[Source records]
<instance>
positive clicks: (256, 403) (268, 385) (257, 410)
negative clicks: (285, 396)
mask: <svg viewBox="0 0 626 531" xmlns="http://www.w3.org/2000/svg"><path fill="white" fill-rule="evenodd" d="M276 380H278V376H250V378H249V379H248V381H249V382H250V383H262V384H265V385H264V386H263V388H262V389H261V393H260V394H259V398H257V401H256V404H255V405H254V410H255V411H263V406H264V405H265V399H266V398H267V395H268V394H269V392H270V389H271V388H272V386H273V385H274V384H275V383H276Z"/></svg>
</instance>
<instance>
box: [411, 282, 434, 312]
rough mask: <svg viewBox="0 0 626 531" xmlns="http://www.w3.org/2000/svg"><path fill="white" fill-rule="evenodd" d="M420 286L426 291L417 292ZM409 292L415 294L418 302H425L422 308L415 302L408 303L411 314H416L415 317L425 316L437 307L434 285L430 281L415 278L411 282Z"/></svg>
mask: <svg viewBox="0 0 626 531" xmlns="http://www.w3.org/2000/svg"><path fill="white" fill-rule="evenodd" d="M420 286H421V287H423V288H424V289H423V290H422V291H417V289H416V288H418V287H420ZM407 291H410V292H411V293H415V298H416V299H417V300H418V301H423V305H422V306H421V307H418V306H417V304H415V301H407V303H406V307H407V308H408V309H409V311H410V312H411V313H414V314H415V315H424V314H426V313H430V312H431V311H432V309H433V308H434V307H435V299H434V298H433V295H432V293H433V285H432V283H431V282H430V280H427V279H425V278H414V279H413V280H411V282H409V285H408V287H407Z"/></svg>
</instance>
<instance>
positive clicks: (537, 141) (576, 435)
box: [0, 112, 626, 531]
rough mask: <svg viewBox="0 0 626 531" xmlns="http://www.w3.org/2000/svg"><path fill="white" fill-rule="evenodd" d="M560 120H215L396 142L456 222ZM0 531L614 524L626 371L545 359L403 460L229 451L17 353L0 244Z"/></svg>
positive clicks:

--

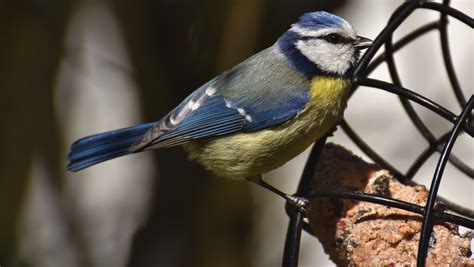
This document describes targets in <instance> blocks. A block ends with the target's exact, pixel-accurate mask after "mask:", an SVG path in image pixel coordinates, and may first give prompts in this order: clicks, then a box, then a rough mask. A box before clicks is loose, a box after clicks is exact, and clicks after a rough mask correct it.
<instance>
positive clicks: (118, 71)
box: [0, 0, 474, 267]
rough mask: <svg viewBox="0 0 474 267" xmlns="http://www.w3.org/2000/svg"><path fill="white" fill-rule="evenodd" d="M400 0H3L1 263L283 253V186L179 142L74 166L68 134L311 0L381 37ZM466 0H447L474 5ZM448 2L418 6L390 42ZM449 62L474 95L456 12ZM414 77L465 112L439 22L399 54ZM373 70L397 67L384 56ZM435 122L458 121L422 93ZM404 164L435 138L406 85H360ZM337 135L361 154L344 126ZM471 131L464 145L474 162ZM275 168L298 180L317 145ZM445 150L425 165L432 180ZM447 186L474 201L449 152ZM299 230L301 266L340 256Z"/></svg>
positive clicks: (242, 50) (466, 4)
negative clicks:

...

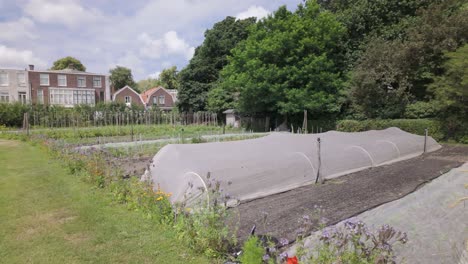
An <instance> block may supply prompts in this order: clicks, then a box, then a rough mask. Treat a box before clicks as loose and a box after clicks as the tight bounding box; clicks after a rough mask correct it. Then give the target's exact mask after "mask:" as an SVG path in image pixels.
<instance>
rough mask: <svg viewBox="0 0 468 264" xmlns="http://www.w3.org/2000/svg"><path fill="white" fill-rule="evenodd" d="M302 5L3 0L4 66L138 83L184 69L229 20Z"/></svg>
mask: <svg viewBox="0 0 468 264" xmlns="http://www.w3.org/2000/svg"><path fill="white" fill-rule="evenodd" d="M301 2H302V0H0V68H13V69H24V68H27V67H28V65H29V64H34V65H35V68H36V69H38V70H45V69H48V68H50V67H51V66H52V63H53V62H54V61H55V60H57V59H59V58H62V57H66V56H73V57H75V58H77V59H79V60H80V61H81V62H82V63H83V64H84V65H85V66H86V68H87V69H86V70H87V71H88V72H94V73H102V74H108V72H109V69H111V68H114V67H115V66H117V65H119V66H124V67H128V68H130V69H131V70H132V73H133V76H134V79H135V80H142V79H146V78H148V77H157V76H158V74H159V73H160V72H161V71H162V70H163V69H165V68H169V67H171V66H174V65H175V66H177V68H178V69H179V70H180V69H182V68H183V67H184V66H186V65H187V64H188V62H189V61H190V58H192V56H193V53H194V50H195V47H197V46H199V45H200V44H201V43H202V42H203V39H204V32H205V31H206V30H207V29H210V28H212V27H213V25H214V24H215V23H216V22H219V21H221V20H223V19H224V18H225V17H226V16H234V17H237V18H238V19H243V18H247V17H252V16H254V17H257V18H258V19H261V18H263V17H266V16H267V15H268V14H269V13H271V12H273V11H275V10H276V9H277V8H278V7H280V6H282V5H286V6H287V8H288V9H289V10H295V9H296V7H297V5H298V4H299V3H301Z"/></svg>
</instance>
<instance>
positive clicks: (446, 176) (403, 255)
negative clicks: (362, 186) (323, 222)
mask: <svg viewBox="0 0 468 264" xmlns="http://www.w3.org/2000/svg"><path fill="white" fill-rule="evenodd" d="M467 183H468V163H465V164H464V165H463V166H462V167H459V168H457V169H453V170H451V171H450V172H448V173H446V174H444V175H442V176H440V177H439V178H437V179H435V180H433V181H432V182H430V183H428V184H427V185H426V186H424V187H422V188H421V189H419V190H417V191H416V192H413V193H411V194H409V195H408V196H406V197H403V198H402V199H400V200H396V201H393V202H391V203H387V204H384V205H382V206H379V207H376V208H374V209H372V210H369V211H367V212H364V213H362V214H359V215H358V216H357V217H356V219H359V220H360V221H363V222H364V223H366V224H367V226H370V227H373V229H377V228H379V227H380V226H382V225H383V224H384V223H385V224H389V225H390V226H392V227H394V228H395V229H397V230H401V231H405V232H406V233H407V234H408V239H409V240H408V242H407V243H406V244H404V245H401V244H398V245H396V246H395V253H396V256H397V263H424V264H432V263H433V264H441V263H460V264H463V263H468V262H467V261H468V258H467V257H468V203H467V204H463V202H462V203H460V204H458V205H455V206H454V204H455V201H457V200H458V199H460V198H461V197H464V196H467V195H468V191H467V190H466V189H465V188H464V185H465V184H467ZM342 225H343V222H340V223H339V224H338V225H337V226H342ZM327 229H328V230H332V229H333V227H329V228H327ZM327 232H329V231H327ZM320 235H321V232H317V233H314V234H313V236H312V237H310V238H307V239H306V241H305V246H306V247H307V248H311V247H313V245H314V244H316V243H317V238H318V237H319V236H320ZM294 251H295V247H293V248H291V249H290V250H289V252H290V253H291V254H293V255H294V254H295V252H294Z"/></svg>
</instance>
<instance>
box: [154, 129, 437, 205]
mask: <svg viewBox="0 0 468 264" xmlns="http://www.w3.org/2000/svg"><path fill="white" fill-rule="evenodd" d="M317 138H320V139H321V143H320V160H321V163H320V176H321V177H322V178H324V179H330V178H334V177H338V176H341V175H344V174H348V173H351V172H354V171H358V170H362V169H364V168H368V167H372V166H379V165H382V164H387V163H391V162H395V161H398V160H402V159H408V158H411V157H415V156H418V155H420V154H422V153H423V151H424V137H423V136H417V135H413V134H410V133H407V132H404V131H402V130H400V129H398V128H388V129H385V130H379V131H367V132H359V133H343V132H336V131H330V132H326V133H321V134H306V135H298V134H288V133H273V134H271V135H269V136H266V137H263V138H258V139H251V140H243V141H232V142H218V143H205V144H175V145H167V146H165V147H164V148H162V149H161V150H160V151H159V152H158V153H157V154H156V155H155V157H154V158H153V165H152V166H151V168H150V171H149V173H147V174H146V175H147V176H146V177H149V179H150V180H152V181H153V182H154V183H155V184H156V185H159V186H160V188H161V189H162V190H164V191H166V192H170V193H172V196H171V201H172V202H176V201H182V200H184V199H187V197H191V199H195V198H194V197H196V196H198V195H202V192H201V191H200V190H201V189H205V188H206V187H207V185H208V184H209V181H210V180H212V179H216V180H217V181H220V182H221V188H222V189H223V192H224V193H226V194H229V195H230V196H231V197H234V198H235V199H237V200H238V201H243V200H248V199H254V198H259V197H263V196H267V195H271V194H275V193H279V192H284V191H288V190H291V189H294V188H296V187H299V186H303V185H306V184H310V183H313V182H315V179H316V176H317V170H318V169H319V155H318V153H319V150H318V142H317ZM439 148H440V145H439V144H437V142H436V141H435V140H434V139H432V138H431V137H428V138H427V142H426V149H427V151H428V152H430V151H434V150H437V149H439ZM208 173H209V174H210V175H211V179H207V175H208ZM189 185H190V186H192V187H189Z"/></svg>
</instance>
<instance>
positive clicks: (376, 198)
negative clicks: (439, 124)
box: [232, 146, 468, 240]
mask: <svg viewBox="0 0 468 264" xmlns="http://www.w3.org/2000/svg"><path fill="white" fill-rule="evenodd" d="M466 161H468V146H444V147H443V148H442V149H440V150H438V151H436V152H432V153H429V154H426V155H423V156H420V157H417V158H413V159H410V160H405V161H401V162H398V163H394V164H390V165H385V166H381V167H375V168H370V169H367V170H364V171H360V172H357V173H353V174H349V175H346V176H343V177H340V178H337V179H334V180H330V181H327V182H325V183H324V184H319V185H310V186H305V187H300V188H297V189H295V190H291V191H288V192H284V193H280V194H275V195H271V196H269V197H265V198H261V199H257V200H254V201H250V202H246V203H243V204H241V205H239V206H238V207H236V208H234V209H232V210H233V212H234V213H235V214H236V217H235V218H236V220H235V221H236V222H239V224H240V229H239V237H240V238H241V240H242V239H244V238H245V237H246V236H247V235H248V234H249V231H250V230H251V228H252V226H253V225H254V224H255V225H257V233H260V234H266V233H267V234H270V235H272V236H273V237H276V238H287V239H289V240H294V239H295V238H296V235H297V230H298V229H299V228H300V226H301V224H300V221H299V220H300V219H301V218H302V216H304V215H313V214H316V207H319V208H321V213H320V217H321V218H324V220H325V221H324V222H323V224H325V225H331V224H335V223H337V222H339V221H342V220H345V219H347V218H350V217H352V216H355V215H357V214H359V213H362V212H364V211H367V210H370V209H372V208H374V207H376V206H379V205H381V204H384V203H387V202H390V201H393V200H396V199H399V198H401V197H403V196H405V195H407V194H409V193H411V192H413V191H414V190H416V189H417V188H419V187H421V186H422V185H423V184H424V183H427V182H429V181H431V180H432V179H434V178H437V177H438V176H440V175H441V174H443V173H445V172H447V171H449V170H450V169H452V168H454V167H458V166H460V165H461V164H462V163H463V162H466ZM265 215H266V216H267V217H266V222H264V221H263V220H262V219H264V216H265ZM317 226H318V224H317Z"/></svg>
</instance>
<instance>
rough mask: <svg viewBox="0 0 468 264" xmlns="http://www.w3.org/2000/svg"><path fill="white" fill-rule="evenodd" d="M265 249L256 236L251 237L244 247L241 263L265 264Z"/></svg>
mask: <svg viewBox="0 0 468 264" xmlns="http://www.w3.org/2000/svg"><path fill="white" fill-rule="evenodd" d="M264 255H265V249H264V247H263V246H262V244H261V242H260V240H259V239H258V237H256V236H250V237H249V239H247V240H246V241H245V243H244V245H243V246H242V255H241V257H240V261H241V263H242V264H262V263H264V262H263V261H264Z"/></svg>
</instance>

-- Directions --
Check each line of the records for the word "block" and extract those that contain it.

-- Output for this task --
This document describes targets in <instance> blocks. A block ends with the target's exact, pixel-accurate mask after "mask:", an SVG path in image pixel coordinates, and may first give prompts in this order: clicks, then a box, then a rough mask. A box before clicks is loose, a box after clicks is exact, and clicks after a rough mask correct it.
An <instance> block may supply prompts in this order: clicks, then a box, then a rough mask. Treat a box before clicks as loose and a box after clicks as the tight bounding box; clicks after a rough mask correct it. Then give the target's exact mask after "mask:" as an SVG path in image pixels.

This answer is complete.